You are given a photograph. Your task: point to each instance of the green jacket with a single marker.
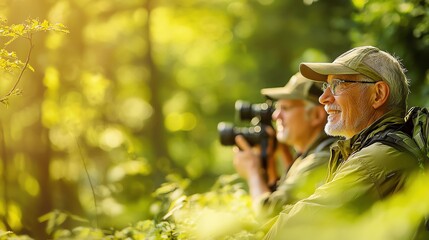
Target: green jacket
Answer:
(307, 172)
(358, 177)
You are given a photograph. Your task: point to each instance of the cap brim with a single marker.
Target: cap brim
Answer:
(280, 93)
(320, 71)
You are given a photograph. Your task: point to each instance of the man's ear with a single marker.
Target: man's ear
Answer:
(381, 94)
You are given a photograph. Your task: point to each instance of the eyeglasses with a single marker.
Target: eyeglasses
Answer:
(335, 82)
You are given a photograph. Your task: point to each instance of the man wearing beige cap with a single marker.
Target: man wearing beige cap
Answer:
(300, 120)
(365, 97)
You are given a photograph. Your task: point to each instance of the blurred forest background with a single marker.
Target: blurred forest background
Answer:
(133, 94)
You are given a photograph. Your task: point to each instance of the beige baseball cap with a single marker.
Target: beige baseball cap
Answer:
(298, 87)
(354, 61)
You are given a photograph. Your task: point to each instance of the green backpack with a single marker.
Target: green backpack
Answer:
(416, 127)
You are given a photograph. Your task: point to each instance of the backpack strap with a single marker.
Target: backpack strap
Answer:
(400, 140)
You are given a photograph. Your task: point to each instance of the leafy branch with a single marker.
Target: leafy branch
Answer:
(9, 61)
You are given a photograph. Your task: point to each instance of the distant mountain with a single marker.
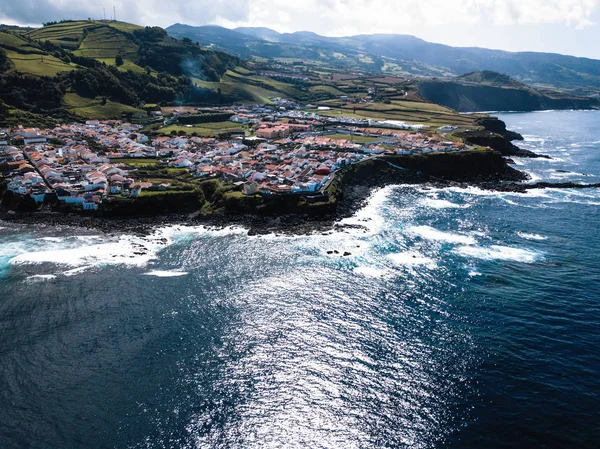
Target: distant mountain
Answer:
(103, 69)
(398, 54)
(259, 32)
(492, 91)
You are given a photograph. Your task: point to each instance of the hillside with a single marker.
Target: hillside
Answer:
(398, 55)
(491, 91)
(104, 69)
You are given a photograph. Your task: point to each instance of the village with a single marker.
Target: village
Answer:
(284, 151)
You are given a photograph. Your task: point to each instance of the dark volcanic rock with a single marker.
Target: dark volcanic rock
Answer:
(497, 126)
(497, 142)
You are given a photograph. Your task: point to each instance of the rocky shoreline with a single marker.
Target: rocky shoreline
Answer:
(353, 199)
(348, 192)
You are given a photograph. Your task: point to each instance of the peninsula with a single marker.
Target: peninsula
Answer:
(287, 164)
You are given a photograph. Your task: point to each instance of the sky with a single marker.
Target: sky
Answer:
(559, 26)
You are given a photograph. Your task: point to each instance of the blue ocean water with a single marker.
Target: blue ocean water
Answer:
(462, 318)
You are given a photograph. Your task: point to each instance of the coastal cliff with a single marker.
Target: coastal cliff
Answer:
(220, 204)
(491, 91)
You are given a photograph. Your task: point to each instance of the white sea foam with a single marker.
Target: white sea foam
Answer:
(370, 271)
(410, 259)
(41, 278)
(369, 217)
(166, 274)
(443, 204)
(429, 233)
(496, 252)
(527, 236)
(51, 239)
(77, 271)
(126, 251)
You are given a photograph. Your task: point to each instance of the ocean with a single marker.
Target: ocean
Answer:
(455, 317)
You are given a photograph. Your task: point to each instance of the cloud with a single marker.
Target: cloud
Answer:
(331, 17)
(146, 12)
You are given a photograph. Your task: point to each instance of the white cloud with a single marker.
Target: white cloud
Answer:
(333, 17)
(339, 17)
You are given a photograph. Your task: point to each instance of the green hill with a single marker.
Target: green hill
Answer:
(491, 91)
(110, 67)
(397, 54)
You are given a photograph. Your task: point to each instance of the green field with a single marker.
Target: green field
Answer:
(136, 162)
(326, 89)
(38, 65)
(93, 108)
(204, 129)
(353, 138)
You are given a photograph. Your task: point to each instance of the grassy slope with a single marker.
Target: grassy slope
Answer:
(103, 41)
(93, 109)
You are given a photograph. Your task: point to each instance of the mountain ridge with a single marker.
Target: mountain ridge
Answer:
(403, 54)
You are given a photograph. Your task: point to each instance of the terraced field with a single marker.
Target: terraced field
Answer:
(37, 64)
(94, 109)
(107, 43)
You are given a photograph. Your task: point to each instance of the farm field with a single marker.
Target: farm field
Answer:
(93, 108)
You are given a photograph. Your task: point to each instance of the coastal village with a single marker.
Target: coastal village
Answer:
(284, 150)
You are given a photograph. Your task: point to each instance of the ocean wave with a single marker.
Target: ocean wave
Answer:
(409, 258)
(429, 233)
(496, 252)
(370, 271)
(369, 217)
(166, 274)
(41, 278)
(442, 204)
(527, 236)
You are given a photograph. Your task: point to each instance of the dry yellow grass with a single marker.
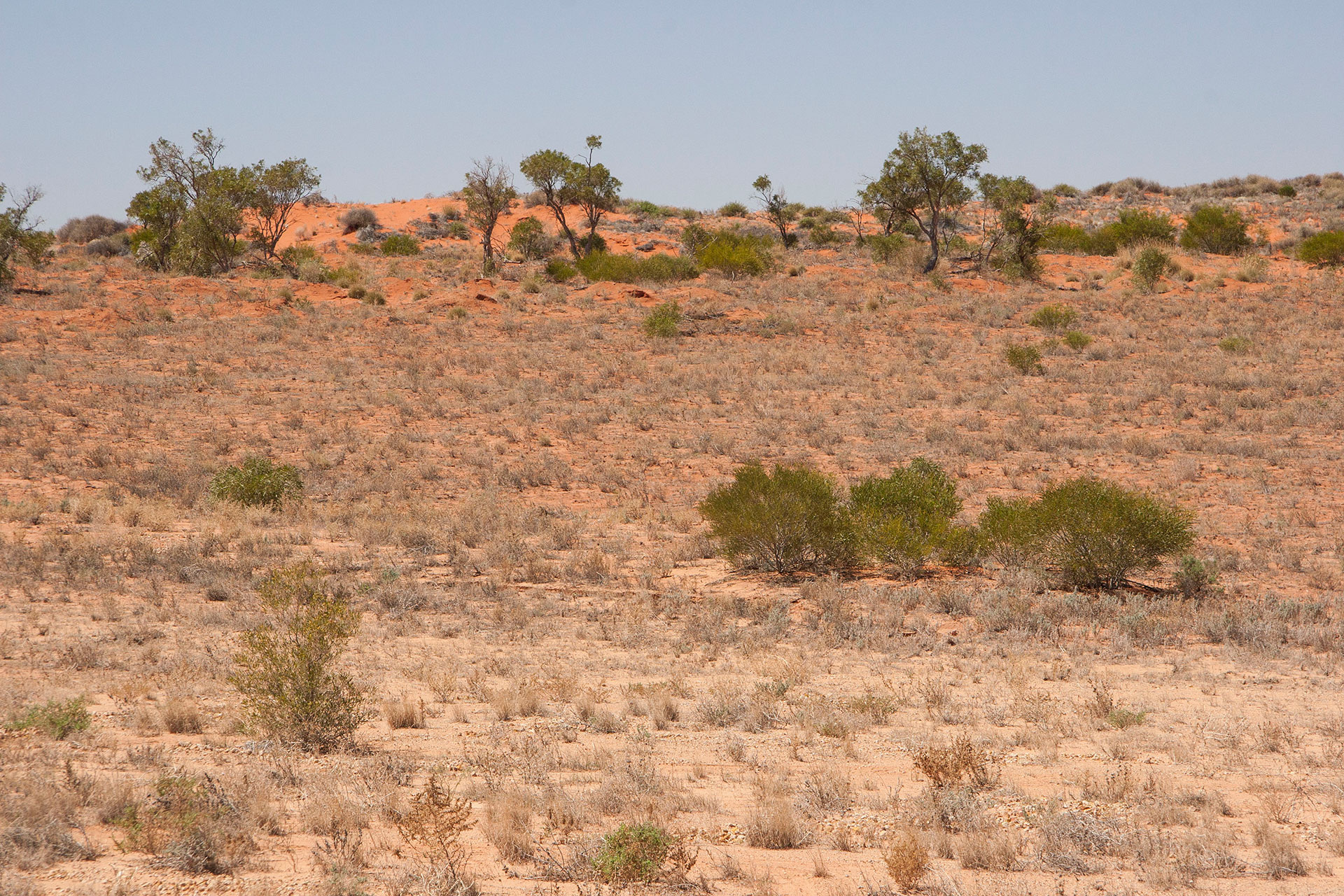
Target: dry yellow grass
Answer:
(507, 495)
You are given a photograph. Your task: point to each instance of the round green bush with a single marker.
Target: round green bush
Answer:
(1094, 533)
(1148, 267)
(785, 520)
(632, 853)
(662, 323)
(1215, 230)
(1323, 248)
(257, 482)
(905, 517)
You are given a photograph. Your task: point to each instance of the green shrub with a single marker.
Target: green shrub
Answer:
(1195, 578)
(885, 248)
(559, 270)
(57, 719)
(1053, 317)
(1148, 267)
(1008, 531)
(528, 239)
(401, 245)
(1323, 248)
(1077, 342)
(1092, 532)
(662, 323)
(1136, 226)
(1025, 359)
(358, 218)
(1215, 230)
(1072, 238)
(824, 235)
(784, 522)
(632, 269)
(734, 254)
(905, 517)
(257, 482)
(288, 672)
(634, 853)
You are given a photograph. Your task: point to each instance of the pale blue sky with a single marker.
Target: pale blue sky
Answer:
(694, 99)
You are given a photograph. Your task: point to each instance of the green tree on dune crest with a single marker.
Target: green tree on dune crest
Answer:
(924, 179)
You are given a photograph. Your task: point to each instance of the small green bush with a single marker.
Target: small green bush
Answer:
(885, 248)
(1215, 230)
(632, 269)
(1148, 267)
(1326, 248)
(785, 520)
(825, 235)
(634, 853)
(528, 239)
(905, 517)
(1077, 342)
(1073, 239)
(1008, 531)
(1053, 317)
(662, 323)
(57, 719)
(257, 482)
(1025, 359)
(1136, 226)
(358, 218)
(1094, 533)
(288, 672)
(401, 245)
(1195, 578)
(561, 270)
(734, 254)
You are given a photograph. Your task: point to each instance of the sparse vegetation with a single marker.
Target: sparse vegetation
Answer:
(1217, 230)
(1091, 532)
(1323, 248)
(662, 323)
(1025, 359)
(57, 719)
(257, 482)
(784, 520)
(288, 669)
(400, 245)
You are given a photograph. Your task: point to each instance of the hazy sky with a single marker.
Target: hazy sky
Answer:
(694, 99)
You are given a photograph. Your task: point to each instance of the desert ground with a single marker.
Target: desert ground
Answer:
(503, 475)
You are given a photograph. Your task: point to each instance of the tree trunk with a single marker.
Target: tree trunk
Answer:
(488, 250)
(933, 241)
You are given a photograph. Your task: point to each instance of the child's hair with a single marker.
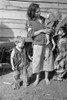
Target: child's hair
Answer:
(31, 10)
(19, 39)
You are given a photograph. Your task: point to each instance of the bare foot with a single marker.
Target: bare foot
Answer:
(47, 81)
(36, 82)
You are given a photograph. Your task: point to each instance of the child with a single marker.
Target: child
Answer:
(18, 62)
(49, 59)
(60, 60)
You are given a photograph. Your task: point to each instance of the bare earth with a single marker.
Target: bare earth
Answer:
(57, 90)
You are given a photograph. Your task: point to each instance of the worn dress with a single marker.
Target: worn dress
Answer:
(38, 44)
(49, 62)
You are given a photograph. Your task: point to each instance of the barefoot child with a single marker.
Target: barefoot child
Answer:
(18, 62)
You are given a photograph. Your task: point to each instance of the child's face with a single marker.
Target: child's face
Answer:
(60, 32)
(20, 44)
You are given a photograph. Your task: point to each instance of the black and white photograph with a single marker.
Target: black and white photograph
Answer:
(33, 49)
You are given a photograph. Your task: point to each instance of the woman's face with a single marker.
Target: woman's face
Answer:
(38, 12)
(60, 32)
(20, 45)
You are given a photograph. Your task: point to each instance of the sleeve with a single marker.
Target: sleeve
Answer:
(30, 30)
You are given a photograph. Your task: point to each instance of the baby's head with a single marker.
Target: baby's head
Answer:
(19, 41)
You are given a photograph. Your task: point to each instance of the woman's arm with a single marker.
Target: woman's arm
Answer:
(42, 30)
(11, 59)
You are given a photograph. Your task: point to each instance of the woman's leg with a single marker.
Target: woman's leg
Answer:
(46, 77)
(37, 79)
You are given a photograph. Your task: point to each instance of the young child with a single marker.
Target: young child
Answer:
(49, 59)
(18, 62)
(60, 60)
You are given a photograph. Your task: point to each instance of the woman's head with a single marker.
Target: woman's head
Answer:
(19, 41)
(33, 11)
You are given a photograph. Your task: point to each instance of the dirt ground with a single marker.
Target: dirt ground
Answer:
(57, 90)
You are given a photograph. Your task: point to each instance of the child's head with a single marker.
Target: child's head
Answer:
(19, 41)
(61, 31)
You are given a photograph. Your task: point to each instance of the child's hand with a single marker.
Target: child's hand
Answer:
(13, 68)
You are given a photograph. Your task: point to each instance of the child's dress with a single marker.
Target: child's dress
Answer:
(49, 62)
(61, 57)
(19, 61)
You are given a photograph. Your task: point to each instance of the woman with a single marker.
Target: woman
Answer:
(35, 28)
(60, 60)
(49, 59)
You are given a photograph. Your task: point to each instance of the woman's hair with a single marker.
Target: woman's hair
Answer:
(31, 11)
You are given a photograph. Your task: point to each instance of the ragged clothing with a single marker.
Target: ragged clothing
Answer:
(19, 59)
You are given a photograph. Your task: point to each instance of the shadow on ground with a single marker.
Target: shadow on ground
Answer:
(5, 70)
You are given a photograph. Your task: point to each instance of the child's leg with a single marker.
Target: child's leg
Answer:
(46, 77)
(37, 79)
(25, 77)
(16, 84)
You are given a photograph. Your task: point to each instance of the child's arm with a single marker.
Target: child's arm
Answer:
(53, 44)
(46, 53)
(11, 59)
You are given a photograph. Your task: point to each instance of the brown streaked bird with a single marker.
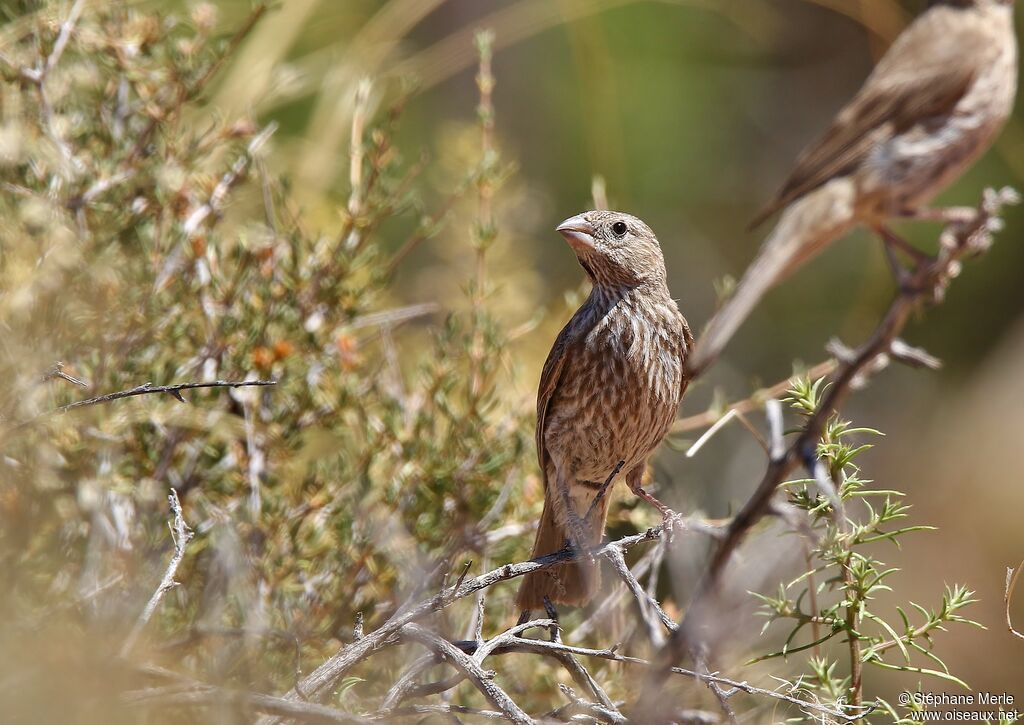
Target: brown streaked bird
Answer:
(609, 391)
(933, 104)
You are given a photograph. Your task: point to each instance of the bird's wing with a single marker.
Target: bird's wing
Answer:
(925, 74)
(572, 334)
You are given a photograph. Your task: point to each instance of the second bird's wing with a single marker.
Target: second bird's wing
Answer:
(925, 74)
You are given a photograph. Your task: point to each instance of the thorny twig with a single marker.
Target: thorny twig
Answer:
(926, 285)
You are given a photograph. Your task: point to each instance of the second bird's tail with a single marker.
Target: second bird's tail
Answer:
(805, 227)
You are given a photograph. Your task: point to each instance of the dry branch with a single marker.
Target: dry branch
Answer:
(1008, 596)
(926, 285)
(180, 535)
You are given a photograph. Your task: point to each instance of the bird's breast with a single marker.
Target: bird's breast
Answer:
(620, 389)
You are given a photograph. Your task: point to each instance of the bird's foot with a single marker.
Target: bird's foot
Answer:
(893, 243)
(947, 215)
(579, 536)
(670, 519)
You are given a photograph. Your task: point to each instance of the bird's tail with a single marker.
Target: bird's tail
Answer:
(574, 583)
(805, 227)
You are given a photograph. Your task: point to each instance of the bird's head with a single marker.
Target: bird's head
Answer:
(613, 248)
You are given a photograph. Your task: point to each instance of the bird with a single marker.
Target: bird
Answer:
(934, 103)
(609, 391)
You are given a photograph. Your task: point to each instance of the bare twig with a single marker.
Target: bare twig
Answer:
(206, 696)
(1012, 576)
(144, 389)
(539, 646)
(702, 420)
(323, 680)
(926, 285)
(468, 667)
(651, 613)
(180, 535)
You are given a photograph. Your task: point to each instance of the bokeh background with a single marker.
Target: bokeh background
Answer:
(690, 112)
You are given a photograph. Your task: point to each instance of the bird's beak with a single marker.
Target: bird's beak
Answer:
(579, 232)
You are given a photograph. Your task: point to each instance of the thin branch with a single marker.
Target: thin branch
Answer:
(755, 401)
(209, 696)
(468, 667)
(540, 646)
(180, 535)
(144, 389)
(926, 285)
(322, 681)
(1012, 576)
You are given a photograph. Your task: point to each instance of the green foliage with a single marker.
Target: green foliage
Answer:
(834, 604)
(146, 240)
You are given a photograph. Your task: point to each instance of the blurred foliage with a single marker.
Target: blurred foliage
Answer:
(201, 193)
(145, 240)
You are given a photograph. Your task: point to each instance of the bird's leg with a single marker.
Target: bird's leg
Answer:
(894, 242)
(634, 479)
(574, 525)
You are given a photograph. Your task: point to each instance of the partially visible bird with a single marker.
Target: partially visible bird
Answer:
(933, 104)
(609, 391)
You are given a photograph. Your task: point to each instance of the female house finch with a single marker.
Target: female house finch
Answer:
(609, 392)
(934, 103)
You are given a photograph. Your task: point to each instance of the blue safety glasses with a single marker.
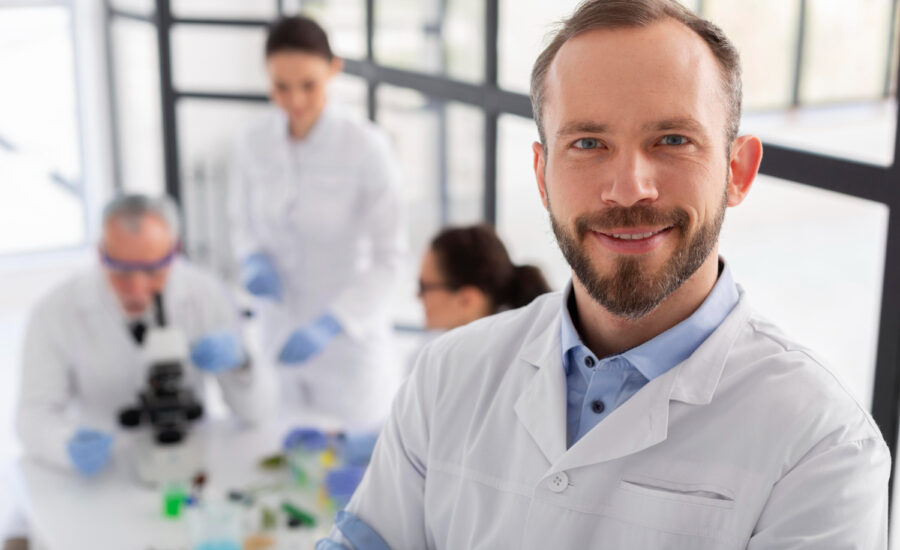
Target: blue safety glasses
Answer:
(124, 267)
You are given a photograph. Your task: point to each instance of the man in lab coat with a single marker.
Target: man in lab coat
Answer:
(82, 358)
(647, 406)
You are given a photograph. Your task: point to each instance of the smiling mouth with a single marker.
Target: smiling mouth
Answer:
(635, 236)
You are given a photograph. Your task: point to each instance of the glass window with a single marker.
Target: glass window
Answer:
(440, 148)
(845, 50)
(768, 66)
(524, 26)
(464, 164)
(351, 92)
(863, 132)
(437, 36)
(522, 222)
(206, 135)
(233, 9)
(218, 59)
(138, 107)
(42, 201)
(345, 23)
(826, 290)
(816, 270)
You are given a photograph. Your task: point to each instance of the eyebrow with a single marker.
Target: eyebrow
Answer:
(582, 127)
(589, 127)
(683, 123)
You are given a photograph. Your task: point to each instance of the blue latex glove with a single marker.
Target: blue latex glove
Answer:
(357, 447)
(89, 450)
(341, 482)
(355, 530)
(260, 277)
(308, 341)
(309, 439)
(218, 352)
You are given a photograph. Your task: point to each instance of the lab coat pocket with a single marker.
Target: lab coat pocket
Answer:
(666, 514)
(700, 494)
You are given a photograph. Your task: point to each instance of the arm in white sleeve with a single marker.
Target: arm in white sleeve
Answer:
(240, 217)
(390, 498)
(836, 497)
(247, 390)
(45, 393)
(368, 298)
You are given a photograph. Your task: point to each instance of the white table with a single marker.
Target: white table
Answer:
(114, 511)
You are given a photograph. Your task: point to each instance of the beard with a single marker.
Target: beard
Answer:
(631, 291)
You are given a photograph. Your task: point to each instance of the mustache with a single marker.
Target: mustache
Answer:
(633, 216)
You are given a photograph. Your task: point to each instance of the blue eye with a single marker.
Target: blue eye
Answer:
(674, 139)
(587, 143)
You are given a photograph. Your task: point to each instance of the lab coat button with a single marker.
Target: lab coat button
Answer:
(558, 482)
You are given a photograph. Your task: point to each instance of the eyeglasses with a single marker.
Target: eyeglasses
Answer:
(428, 287)
(124, 267)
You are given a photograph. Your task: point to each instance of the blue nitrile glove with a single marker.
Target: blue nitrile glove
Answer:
(306, 342)
(357, 533)
(218, 352)
(306, 438)
(260, 277)
(341, 482)
(89, 450)
(357, 447)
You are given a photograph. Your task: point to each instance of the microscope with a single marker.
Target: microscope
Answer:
(165, 409)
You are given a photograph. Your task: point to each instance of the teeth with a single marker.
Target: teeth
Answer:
(635, 236)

----------

Directions for this task - Reproduce exactly the line containing "button with a single marker." and every line after it through the end of the records above, and nothing else.

Complete answer -
You are given a photograph. Your task: point to each instance of the lab coat button with a single marker.
Target: lab coat button
Answer:
(558, 482)
You are given a photograph. Your task: point to each instance of the eyeglasses with a single marker.
Target: eyeglasses
Answer:
(428, 287)
(124, 267)
You are given a photograph. Your task: point to each instance of the blue nitrile glove with a single marker.
Target: blue nitrile glove
Answer:
(306, 342)
(357, 533)
(218, 352)
(306, 438)
(260, 277)
(341, 482)
(89, 450)
(357, 447)
You are given a photograph. Your task: point to each instance of the microscope with a single marker.
Target: microscope
Answer:
(165, 409)
You are given a photograph. Your task: point to each instance of the teeth with a single marker.
Target: teeth
Answer:
(635, 236)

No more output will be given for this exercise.